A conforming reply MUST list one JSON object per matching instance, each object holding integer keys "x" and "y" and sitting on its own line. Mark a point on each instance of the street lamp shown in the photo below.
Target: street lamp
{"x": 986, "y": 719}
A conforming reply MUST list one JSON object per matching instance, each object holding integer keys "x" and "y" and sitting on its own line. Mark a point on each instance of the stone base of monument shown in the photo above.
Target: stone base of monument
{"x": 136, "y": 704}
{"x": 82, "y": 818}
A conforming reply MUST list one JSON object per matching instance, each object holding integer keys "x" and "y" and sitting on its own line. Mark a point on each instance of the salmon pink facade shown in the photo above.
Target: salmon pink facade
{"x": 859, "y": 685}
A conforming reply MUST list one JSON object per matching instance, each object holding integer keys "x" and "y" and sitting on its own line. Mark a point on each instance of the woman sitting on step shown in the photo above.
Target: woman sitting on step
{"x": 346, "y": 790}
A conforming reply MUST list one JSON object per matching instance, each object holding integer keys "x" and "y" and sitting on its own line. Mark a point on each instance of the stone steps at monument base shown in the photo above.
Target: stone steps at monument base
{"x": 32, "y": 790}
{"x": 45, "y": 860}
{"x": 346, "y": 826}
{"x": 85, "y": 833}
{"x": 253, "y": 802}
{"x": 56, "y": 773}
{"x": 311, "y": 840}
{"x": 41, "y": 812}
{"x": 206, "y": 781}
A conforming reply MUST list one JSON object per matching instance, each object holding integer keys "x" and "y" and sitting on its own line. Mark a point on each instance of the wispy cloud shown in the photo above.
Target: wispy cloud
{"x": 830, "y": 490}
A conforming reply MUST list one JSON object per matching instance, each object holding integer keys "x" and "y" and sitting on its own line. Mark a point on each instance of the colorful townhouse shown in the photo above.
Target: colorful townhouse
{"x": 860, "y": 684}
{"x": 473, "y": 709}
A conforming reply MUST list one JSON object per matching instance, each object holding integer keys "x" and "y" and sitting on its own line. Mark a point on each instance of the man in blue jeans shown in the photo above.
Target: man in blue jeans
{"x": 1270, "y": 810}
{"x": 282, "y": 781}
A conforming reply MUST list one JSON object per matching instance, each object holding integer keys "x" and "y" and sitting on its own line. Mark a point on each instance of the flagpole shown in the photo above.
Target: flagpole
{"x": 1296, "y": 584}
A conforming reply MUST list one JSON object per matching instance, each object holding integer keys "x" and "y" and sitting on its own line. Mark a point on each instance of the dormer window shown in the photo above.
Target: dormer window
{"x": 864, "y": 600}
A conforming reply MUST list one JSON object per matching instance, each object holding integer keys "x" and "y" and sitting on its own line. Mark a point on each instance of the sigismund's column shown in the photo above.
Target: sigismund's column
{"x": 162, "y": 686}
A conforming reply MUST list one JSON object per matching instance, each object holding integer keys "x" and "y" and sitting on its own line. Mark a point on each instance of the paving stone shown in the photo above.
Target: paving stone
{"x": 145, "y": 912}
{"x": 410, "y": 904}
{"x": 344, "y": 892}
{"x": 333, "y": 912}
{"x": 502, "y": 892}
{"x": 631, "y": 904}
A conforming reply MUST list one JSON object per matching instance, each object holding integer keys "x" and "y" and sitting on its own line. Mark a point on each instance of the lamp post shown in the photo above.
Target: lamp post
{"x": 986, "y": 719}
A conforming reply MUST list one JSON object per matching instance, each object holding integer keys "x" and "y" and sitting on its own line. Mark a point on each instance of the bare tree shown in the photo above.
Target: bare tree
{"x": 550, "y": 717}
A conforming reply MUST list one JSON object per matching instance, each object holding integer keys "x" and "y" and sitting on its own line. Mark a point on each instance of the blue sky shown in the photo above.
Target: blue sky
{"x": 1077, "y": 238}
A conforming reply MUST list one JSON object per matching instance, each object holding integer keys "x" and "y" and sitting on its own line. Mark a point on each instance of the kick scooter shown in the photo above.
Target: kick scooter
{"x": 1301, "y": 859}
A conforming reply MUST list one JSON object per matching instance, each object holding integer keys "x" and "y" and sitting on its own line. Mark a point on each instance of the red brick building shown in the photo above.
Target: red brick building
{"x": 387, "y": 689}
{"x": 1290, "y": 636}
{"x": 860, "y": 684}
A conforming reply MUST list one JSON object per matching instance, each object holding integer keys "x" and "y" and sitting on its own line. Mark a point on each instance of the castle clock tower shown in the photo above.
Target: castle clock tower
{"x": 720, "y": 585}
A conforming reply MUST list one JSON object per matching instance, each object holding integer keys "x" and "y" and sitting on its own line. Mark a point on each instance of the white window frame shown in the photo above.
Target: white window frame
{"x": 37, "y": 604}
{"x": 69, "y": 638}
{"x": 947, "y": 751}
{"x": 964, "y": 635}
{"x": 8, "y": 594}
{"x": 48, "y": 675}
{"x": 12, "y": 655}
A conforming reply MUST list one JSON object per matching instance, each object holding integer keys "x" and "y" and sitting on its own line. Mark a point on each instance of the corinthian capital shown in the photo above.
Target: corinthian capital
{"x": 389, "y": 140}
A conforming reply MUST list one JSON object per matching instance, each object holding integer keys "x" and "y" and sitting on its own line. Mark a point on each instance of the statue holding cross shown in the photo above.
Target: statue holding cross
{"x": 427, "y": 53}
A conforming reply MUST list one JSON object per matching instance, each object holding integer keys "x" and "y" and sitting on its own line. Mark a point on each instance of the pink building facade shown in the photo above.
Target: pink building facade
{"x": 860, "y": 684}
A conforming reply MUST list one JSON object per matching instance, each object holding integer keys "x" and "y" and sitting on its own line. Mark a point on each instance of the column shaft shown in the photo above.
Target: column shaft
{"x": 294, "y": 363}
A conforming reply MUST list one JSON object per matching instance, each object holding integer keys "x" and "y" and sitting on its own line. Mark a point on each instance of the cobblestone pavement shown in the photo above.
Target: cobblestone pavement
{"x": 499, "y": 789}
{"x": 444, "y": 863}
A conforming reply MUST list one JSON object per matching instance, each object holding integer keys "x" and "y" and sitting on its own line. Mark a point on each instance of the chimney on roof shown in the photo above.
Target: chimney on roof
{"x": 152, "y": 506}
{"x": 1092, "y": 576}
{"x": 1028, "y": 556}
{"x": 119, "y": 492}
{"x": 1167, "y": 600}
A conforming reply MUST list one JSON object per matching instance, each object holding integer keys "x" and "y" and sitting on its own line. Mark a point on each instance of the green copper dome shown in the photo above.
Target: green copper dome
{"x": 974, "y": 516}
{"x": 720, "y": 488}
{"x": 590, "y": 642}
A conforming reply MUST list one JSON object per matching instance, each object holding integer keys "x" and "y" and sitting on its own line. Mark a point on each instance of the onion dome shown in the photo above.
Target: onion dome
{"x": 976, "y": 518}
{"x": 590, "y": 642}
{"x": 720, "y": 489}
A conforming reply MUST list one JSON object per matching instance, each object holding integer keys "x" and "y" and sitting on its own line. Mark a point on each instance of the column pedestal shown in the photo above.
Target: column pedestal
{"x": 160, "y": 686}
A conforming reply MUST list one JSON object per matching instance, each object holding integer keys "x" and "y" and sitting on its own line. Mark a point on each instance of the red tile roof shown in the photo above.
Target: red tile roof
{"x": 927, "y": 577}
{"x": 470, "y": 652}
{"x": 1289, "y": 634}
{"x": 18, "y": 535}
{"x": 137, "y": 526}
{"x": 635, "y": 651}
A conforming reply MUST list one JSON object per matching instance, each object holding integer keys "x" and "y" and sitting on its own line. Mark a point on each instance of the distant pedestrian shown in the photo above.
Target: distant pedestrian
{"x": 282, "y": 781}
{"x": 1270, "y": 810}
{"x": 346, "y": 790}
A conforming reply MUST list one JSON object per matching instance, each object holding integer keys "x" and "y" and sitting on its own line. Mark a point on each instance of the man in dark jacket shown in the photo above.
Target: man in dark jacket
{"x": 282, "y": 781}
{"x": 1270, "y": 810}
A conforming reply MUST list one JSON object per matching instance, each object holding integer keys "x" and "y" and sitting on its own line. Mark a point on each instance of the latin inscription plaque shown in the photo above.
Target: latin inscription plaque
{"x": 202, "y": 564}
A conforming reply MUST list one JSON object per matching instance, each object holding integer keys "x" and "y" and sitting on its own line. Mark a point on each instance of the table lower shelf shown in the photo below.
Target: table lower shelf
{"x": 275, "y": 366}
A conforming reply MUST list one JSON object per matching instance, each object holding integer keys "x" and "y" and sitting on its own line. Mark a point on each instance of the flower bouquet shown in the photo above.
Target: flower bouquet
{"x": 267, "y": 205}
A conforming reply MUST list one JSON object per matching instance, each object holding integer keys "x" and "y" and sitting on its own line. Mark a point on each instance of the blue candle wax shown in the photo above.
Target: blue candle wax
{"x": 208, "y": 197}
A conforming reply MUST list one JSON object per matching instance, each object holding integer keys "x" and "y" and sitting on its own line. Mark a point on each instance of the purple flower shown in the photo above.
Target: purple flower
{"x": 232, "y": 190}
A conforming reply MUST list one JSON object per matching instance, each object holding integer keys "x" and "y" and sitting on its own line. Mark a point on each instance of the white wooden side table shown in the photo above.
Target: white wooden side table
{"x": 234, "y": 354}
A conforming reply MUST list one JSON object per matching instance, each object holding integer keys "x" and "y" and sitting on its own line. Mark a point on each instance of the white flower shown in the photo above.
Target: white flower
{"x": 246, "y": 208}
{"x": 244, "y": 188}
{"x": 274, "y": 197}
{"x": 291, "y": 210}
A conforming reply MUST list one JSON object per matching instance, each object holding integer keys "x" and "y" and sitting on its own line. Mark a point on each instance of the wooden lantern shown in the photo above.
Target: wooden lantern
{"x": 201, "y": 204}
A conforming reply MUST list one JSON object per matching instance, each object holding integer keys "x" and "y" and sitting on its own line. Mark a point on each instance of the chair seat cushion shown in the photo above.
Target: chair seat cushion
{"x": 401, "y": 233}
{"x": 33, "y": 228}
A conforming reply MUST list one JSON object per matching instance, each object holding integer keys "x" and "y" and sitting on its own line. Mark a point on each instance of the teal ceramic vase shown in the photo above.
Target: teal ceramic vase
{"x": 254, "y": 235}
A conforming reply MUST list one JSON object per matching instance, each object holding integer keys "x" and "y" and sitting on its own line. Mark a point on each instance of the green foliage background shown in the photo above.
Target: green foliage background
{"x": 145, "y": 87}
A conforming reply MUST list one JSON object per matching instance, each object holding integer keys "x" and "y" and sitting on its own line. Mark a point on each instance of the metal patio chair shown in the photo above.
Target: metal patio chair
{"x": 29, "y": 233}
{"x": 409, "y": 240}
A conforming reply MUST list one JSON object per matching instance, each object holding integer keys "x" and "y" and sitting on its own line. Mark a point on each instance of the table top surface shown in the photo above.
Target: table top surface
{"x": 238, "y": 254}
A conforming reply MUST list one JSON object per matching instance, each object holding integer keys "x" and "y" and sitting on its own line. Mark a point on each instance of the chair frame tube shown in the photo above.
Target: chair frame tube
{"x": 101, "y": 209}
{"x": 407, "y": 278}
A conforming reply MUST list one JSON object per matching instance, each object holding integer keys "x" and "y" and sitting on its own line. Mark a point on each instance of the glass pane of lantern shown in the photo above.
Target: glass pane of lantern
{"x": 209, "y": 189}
::::::::
(What you have to do)
Reproduce only the lines above, starting at the line with "Target: flagpole" and ending at the line with "window shown in the photo above.", exactly as written.

(Completed exercise)
Target: flagpole
{"x": 1296, "y": 584}
A conforming reply MUST list one JSON object per matching instance, each object holding integer keys "x" and "y" and sitting on its own line. Mark a point on each instance of the dormer window shown in the photo above.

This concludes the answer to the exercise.